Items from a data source
___

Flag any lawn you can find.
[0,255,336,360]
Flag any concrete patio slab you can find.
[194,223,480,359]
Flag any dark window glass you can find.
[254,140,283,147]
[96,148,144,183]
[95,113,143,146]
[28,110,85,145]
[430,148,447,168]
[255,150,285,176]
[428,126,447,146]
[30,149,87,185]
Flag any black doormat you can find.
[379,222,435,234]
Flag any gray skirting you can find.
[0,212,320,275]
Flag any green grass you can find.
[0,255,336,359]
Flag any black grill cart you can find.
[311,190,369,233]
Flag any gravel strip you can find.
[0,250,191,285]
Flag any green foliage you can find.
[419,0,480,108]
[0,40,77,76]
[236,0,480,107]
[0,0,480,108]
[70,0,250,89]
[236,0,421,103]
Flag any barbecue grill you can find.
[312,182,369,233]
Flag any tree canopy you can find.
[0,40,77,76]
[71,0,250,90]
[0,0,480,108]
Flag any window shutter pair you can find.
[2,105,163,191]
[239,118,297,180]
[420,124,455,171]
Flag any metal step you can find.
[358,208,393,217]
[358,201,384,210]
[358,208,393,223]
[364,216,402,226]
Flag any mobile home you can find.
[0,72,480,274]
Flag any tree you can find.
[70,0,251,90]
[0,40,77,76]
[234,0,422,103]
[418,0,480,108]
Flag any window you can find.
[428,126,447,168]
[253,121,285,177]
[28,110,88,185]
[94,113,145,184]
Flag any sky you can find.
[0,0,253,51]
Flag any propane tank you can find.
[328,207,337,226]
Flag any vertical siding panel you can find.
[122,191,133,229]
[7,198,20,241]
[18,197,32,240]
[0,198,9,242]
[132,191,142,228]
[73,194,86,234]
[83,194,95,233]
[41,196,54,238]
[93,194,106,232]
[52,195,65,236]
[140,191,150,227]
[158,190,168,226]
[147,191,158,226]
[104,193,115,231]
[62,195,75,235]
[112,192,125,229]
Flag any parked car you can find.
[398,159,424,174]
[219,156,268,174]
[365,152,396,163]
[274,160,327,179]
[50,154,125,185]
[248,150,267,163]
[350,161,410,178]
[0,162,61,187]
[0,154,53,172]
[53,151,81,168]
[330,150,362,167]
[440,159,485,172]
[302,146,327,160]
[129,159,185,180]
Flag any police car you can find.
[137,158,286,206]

___

Rewrite the full listing above, putting "Mark every" wherever "Flag any" appears and leaving every other line and character as it is.

[Response to the exercise]:
Mark every lawn you can find.
[0,255,336,360]
Mark every concrete patio slab you can find.
[194,223,480,359]
Mark every dark window glass you can find.
[254,140,283,147]
[96,148,144,183]
[95,113,143,146]
[28,110,85,145]
[430,148,447,168]
[255,150,285,176]
[428,126,447,146]
[30,149,87,185]
Mark every black doormat you can find.
[379,222,435,234]
Mark every gray skirting you can find.
[0,212,320,275]
Mark every green grass you can find.
[0,255,336,359]
Mark every black grill cart you can find.
[311,190,369,233]
Mark every gravel strip you can find.
[0,250,191,285]
Mark every green foliage you can find.
[419,0,480,108]
[0,40,77,76]
[236,0,480,107]
[0,0,480,108]
[70,0,250,89]
[236,0,421,103]
Mark every barbecue grill you can find.
[312,182,369,233]
Mark every tree canopy you can find.
[0,40,77,76]
[71,0,250,90]
[0,0,480,108]
Mark every window shutter pair you can find.
[2,105,163,191]
[239,118,297,180]
[420,124,455,171]
Mark every metal step you can find.
[358,208,393,217]
[358,201,384,210]
[358,208,393,223]
[364,216,402,226]
Mark every mobile home you can find.
[0,72,480,274]
Mark every tree you can find.
[70,0,251,90]
[0,40,77,76]
[234,0,422,103]
[418,0,480,108]
Mark every window you can find.
[428,126,447,168]
[253,121,285,177]
[28,110,88,185]
[94,113,145,184]
Mark every sky you can find.
[0,0,253,51]
Mark every propane tank you can find.
[328,207,337,226]
Mark every vertical siding panel you can find.
[122,191,133,229]
[7,198,20,241]
[18,197,32,240]
[0,198,9,242]
[132,191,142,228]
[73,194,86,234]
[83,194,95,233]
[41,196,54,238]
[93,194,106,232]
[52,195,65,236]
[140,191,150,227]
[158,190,168,226]
[147,191,158,226]
[104,193,115,231]
[62,195,75,235]
[112,192,125,229]
Mark every parked car you can find.
[398,159,424,174]
[219,156,268,174]
[365,152,396,163]
[274,160,327,179]
[50,154,125,185]
[248,150,267,163]
[350,161,410,178]
[0,162,61,187]
[0,154,53,172]
[53,151,81,168]
[330,150,362,167]
[440,159,485,172]
[302,146,327,160]
[129,159,185,180]
Mark every police car you can find.
[137,158,286,206]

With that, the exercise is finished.